— START DATASET CONTENT —

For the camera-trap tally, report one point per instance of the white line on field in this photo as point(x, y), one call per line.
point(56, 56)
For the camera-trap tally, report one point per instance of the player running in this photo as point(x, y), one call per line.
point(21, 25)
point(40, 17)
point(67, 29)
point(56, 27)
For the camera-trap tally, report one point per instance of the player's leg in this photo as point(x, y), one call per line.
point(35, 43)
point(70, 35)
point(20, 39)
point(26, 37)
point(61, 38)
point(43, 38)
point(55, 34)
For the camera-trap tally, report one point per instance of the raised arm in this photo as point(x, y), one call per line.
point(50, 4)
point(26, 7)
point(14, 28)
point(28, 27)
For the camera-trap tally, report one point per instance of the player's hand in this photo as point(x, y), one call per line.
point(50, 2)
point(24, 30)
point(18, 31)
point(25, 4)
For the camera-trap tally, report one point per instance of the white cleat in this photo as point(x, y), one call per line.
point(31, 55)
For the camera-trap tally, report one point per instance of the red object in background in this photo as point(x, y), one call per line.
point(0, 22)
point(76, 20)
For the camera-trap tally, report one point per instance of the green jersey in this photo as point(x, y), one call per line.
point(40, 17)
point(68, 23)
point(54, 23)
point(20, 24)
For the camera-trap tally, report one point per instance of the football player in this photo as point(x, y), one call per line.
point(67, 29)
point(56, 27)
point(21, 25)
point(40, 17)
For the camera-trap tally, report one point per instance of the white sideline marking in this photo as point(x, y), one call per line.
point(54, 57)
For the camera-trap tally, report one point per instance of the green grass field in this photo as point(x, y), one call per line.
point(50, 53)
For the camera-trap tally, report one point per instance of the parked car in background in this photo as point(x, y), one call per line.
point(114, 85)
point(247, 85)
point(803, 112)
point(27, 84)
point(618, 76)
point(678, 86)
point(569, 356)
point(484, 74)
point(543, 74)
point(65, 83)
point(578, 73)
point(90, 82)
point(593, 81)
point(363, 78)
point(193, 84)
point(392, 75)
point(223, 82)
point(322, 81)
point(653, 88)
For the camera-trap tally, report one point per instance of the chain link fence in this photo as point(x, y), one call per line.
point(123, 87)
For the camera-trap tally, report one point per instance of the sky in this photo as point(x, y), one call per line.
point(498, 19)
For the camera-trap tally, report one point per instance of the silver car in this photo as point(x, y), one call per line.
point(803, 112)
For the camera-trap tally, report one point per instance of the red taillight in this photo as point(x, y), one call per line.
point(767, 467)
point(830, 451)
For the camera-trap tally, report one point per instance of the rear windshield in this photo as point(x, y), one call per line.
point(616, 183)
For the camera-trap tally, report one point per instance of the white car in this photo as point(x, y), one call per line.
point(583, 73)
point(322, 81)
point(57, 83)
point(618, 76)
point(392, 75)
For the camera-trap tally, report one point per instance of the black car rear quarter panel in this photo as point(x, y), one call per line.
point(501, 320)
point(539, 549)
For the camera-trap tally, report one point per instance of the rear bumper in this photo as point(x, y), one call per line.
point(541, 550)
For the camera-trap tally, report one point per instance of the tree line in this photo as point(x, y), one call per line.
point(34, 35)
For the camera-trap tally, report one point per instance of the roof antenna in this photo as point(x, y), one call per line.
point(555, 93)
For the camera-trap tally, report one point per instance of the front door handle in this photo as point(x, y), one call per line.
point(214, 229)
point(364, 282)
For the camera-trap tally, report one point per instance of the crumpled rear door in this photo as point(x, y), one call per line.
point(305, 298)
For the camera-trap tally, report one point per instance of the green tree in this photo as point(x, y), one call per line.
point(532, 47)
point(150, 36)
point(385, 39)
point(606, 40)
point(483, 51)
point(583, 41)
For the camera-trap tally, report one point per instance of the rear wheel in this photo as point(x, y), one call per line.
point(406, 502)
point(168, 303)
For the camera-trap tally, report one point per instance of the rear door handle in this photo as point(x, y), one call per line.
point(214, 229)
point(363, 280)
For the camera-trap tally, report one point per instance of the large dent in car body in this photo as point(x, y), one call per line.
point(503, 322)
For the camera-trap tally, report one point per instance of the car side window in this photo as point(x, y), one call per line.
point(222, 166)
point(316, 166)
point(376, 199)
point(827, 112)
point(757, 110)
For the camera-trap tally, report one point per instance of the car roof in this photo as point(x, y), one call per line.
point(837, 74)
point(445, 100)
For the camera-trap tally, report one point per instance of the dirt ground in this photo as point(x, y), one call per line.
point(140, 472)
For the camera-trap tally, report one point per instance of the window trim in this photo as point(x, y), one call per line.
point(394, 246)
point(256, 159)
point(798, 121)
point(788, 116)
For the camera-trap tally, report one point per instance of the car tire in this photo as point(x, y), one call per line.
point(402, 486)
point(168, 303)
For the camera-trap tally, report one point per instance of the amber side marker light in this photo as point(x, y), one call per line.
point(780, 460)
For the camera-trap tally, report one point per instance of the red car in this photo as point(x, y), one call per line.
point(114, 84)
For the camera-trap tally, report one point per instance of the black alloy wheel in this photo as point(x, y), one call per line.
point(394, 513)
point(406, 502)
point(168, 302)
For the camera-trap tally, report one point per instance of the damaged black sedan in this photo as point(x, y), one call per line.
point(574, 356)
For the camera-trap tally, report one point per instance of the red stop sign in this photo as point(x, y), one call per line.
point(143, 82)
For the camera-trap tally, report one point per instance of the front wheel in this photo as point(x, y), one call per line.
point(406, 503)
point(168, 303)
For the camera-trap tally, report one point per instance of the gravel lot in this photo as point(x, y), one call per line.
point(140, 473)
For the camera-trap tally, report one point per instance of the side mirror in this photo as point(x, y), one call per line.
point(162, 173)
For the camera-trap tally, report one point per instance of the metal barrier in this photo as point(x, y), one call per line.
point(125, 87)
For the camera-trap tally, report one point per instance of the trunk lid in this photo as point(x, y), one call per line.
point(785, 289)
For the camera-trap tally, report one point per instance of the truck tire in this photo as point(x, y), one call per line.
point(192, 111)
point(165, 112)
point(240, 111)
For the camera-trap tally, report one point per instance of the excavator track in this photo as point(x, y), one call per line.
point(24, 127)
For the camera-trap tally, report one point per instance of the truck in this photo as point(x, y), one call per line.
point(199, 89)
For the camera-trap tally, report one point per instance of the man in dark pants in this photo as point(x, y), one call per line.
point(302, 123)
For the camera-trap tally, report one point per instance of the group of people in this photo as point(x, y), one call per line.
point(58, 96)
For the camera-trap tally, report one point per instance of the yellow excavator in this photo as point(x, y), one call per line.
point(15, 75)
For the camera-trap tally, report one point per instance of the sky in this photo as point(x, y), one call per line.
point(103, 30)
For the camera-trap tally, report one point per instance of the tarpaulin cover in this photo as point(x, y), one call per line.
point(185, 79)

— END DATASET CONTENT —

DIRECTIONS FOR THIS TASK -
Reproduce the data from its first line through the line containing "point(50, 53)", switching every "camera-trap tally" to "frame count" and leaving everything else unchanged.

SOLUTION TO THE PROBLEM -
For the frame count, report one point per instance of the white line on field in this photo as point(x, y), one call per line.
point(56, 56)
For the frame count, report one point per instance of the player running in this photo as point(x, y), one call per line.
point(21, 25)
point(40, 17)
point(67, 29)
point(56, 27)
For the frame count, report one point per instance of the player's leg in this photo as point(x, y), one call per line.
point(35, 43)
point(70, 35)
point(20, 39)
point(26, 37)
point(61, 38)
point(43, 38)
point(55, 34)
For the frame count, report one point per instance of the raised arm in this photo as point(x, y), one call per line.
point(50, 4)
point(26, 7)
point(14, 28)
point(28, 27)
For the frame count, report one point per instance of the player's hand in this photo as point(x, y), one call per line.
point(50, 2)
point(24, 30)
point(18, 31)
point(25, 4)
For the frame count, report one point per instance of the white cleat in this photo as point(x, y), one call per line.
point(31, 55)
For the frame count, report one point per instance of the red object in background in this photo as point(x, y), one call per line.
point(0, 22)
point(76, 20)
For the frame count, report one point per instance of the green jersey in this photo as point(x, y), one call per line.
point(40, 17)
point(68, 23)
point(54, 23)
point(20, 24)
For the frame count, report one point per instance of the football player in this photo as point(x, y), one call per line.
point(67, 29)
point(56, 27)
point(21, 25)
point(40, 17)
For the frame count, report one point per instance of the white sideline marking in this photo as point(x, y), one call per line.
point(54, 57)
For the frame count, report one point per instance of the green grass field in this photo as point(x, y), one call per line.
point(50, 53)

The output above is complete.